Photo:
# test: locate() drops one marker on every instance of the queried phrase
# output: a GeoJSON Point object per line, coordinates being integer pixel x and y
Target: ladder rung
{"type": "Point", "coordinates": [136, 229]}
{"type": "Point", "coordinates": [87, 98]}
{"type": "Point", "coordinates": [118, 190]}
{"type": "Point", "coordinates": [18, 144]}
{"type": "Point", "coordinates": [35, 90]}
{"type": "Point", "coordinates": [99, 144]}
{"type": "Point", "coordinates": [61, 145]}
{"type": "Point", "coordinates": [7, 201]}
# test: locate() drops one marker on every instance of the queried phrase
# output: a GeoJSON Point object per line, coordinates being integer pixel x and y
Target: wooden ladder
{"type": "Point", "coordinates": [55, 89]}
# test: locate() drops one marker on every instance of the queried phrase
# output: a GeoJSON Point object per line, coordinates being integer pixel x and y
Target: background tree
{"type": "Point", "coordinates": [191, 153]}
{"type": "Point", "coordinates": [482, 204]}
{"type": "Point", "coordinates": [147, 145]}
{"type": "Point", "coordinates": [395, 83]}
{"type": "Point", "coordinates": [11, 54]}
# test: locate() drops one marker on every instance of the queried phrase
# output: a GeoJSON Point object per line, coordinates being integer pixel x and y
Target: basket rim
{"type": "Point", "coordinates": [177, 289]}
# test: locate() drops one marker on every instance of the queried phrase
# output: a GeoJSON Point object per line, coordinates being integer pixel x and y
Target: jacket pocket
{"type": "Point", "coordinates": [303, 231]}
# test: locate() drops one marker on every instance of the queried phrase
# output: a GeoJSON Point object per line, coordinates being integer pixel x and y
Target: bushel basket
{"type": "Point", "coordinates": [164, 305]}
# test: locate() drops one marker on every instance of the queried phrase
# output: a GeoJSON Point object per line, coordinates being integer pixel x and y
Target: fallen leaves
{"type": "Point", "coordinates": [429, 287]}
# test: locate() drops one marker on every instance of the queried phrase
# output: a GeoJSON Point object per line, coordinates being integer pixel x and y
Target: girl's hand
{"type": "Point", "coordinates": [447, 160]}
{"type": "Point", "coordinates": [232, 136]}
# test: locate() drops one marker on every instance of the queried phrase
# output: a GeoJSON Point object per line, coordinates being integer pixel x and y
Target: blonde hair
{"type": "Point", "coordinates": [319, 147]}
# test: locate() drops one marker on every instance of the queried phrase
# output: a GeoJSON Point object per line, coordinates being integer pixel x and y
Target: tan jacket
=-=-=-=-=
* _PROBLEM STATEMENT_
All the lines of the material above must be given again exactly.

* _TASK SOLUTION_
Photo:
# test: locate() drops one marker on every instance of the queried phrase
# output: a GeoJSON Point object per line, coordinates being integer pixel x and y
Target: ladder rung
{"type": "Point", "coordinates": [136, 229]}
{"type": "Point", "coordinates": [87, 98]}
{"type": "Point", "coordinates": [118, 190]}
{"type": "Point", "coordinates": [18, 144]}
{"type": "Point", "coordinates": [35, 90]}
{"type": "Point", "coordinates": [99, 144]}
{"type": "Point", "coordinates": [61, 145]}
{"type": "Point", "coordinates": [7, 201]}
# test: locate() drops one marker on every instance of the queried phrase
# output: a GeoJSON Point object per line, coordinates being integer pixel x and y
Target: wooden ladder
{"type": "Point", "coordinates": [55, 89]}
# test: locate() drops one marker on every instance of the queried phrase
# output: a GeoJSON Point object per line, coordinates being integer pixel x and y
Target: background tree
{"type": "Point", "coordinates": [191, 153]}
{"type": "Point", "coordinates": [482, 204]}
{"type": "Point", "coordinates": [147, 145]}
{"type": "Point", "coordinates": [395, 83]}
{"type": "Point", "coordinates": [11, 54]}
# test: locate() drops one marker on every instance of the queried phrase
# output: a GeoJSON Point object per line, coordinates being integer pixel x and y
Target: basket rim
{"type": "Point", "coordinates": [177, 289]}
# test: locate() drops one marker on every instance of the queried phrase
# output: a GeoJSON Point object per line, coordinates being integer pixel x and y
Target: jacket pocket
{"type": "Point", "coordinates": [303, 231]}
# test: locate() drops one marker on every instance of the queried phrase
# output: a GeoJSON Point object per line, coordinates being integer pixel x and y
Target: bushel basket
{"type": "Point", "coordinates": [164, 305]}
# test: locate() drops one marker on every instance of the queried phrase
# output: a GeoJSON Point object per line, coordinates being integer pixel x and y
Target: fallen leaves
{"type": "Point", "coordinates": [429, 287]}
# test: locate() drops one marker on every instance of the queried phrase
# output: a GeoJSON Point object per line, coordinates being integer pixel x and y
Target: girl's hand
{"type": "Point", "coordinates": [447, 160]}
{"type": "Point", "coordinates": [232, 136]}
# test: locate() drops one marker on every instance of the queried phrase
# output: a GeoJSON Point object per line, coordinates being integer pixel x and y
Target: blonde hair
{"type": "Point", "coordinates": [319, 147]}
# test: locate() drops one marker on every instance of the queried phrase
# output: a GeoJSON Point object per line, coordinates being integer pixel x and y
Target: tan jacket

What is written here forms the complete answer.